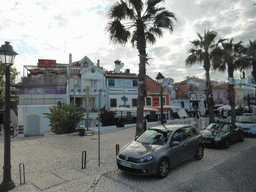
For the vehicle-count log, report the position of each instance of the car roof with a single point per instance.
(248, 114)
(223, 123)
(172, 127)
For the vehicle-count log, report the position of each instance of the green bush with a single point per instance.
(64, 118)
(108, 118)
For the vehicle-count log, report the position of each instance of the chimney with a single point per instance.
(70, 59)
(118, 66)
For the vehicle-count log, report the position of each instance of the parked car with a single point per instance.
(248, 123)
(222, 134)
(160, 148)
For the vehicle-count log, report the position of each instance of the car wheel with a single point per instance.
(227, 144)
(241, 138)
(163, 168)
(199, 152)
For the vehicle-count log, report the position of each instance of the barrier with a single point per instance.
(117, 149)
(84, 160)
(22, 167)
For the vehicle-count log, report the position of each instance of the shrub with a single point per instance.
(64, 117)
(108, 118)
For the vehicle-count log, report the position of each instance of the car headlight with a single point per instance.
(217, 138)
(145, 159)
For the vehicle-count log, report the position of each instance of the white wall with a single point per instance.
(25, 110)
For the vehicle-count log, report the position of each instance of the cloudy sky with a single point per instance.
(52, 29)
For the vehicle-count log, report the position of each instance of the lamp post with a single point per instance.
(160, 80)
(7, 56)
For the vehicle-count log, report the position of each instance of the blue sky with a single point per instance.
(52, 29)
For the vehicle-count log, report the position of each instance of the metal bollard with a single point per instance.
(84, 160)
(22, 166)
(117, 149)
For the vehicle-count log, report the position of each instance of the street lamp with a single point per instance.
(7, 56)
(160, 80)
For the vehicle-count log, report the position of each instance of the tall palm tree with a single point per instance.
(201, 53)
(146, 20)
(250, 60)
(229, 56)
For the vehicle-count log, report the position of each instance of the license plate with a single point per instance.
(126, 164)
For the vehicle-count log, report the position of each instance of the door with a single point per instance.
(178, 153)
(32, 125)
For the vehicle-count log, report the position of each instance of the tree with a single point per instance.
(250, 58)
(146, 20)
(13, 75)
(13, 92)
(201, 53)
(229, 56)
(64, 118)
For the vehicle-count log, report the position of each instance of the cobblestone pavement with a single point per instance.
(53, 163)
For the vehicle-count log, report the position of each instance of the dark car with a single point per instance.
(159, 148)
(248, 123)
(222, 134)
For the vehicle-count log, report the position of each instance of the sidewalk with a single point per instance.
(53, 162)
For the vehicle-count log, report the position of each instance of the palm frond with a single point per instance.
(163, 20)
(118, 33)
(150, 38)
(156, 31)
(120, 11)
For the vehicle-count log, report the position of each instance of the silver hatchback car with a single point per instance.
(160, 148)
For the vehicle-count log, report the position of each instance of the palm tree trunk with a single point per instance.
(231, 93)
(209, 98)
(231, 98)
(141, 45)
(254, 70)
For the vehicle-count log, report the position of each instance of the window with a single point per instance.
(134, 102)
(113, 103)
(149, 101)
(93, 84)
(179, 135)
(190, 131)
(135, 83)
(163, 99)
(111, 82)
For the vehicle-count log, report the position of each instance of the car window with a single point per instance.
(154, 136)
(179, 135)
(247, 119)
(225, 128)
(190, 131)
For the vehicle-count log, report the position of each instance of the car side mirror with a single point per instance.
(175, 143)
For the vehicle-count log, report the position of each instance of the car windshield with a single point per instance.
(247, 119)
(218, 127)
(154, 136)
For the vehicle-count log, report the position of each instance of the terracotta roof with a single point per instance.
(151, 85)
(222, 86)
(200, 80)
(112, 74)
(182, 90)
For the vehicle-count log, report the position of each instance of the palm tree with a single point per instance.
(250, 60)
(229, 56)
(146, 20)
(201, 53)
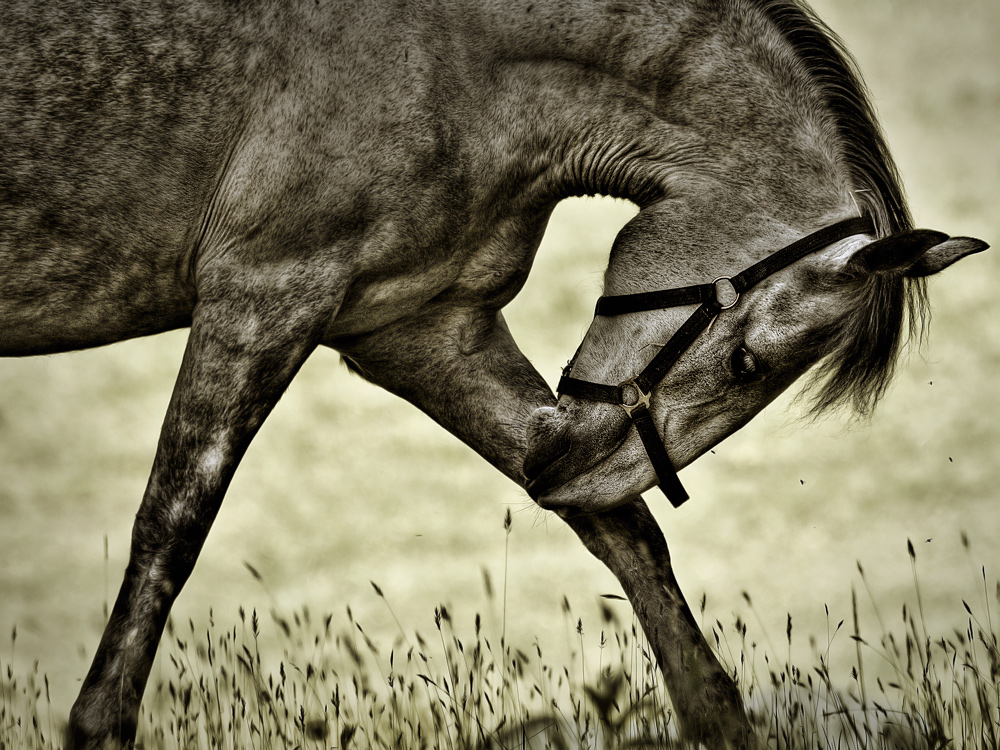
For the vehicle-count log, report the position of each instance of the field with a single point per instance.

§ **Exercise**
Everything in the entries except the pictures must be duplicated exactly.

§ **Answer space**
For the vehicle-count log, report the position of each instance of the car roof with a single point per instance.
(248, 114)
(223, 123)
(172, 127)
For the vehicle-count log, report the position of each instance of the green bush with a single point per instance.
(64, 118)
(108, 118)
For the vehicle-count log, report the position of each instance of the chimney with a single point per instance.
(70, 59)
(118, 66)
For the vehicle-count log, report the position of each instance of the parked car with a single point per instance.
(248, 123)
(222, 134)
(160, 148)
For the vehicle-count log, report the position of each instance of the car wheel with a single point per instance.
(227, 144)
(241, 138)
(163, 168)
(199, 152)
For the vehicle-count log, report the position of each instance of the barrier with a single point per instance.
(117, 149)
(84, 160)
(22, 167)
For the vehicle-count log, report the position of each instance of the shrub with a single point per instance.
(64, 117)
(108, 118)
For the vehicle-count log, report the position of each instance of the car headlight with a single point per instance.
(217, 138)
(145, 159)
For the vehicle-count log, report the position of each instance of the white wall with a single point per instance.
(25, 110)
For the vehicle-count log, report the position of each instance of the cloudy sky with a single point per instance.
(52, 29)
For the vehicle-count log, report the position of each instance of the lamp post with a single point per instance.
(160, 80)
(7, 56)
For the vehicle-count log, report the position of each instance of the blue sky with a single point per instance.
(52, 29)
For the vehicle-count log, report the position of each instance of the metal bollard with a single point per instance.
(84, 160)
(22, 166)
(117, 149)
For the vehicle-count log, report the position of each instance of the street lamp with a single point per instance.
(7, 56)
(160, 80)
For the vehicle-count log, report the position of each instance of the tall palm tree with a single point per instance.
(201, 53)
(146, 20)
(250, 60)
(229, 56)
For the vehicle-count log, report the position of each instance of the license plate with a single point per instance.
(126, 164)
For the vehicle-count log, report the position of each instance of the door with a single point per instance.
(178, 153)
(32, 125)
For the vehicle-count log, report the position of each instance of the tree with a single point per instance.
(250, 58)
(146, 20)
(13, 75)
(13, 92)
(201, 53)
(229, 56)
(64, 118)
For the vehicle-count log, report the position of each instance of the cobblestone pavement with a single point per instance.
(53, 163)
For the vehicle-count log, report the position of each instance of the dark car with a single point per instance.
(159, 148)
(248, 123)
(222, 134)
For the vehicle-count log, report the position of each instance of the sidewalk with a single point per instance.
(53, 162)
For the vehicle-count log, report the position of each instance of the palm frond with a single point per instance.
(163, 20)
(118, 33)
(150, 38)
(156, 31)
(120, 11)
For the vehicle-count log, report the position of each instance of the silver hatchback car with a single point per instance.
(160, 148)
For the vehicle-count log, report the position of each instance of the palm tree trunk with a single point per instance.
(231, 93)
(209, 98)
(231, 98)
(141, 45)
(254, 70)
For the vehicle-count log, report the position of each instance of the window with a single point per instance.
(134, 102)
(113, 103)
(149, 101)
(93, 84)
(179, 135)
(190, 131)
(135, 83)
(163, 99)
(111, 82)
For the vehicle-count log, report the position of each instance of the car window with a single point per instance.
(154, 136)
(179, 135)
(247, 119)
(225, 128)
(190, 131)
For the vehicle-count log, report the position of each instance of the car side mirror with a single point per instance.
(175, 143)
For the vehicle-count log, report the position of each instance of the car windshield with a single point per instance.
(247, 119)
(218, 127)
(154, 136)
For the vehicle-count log, report the position of each instance of the terracotta roof with a single point per instance.
(151, 85)
(222, 86)
(200, 80)
(112, 74)
(182, 90)
For the vehicle-count log, report the position of each instance of the palm tree with a single point per instance.
(250, 60)
(229, 56)
(146, 20)
(201, 53)
For the vehicle-count log, report the position of each instance of the field with a single point per instance.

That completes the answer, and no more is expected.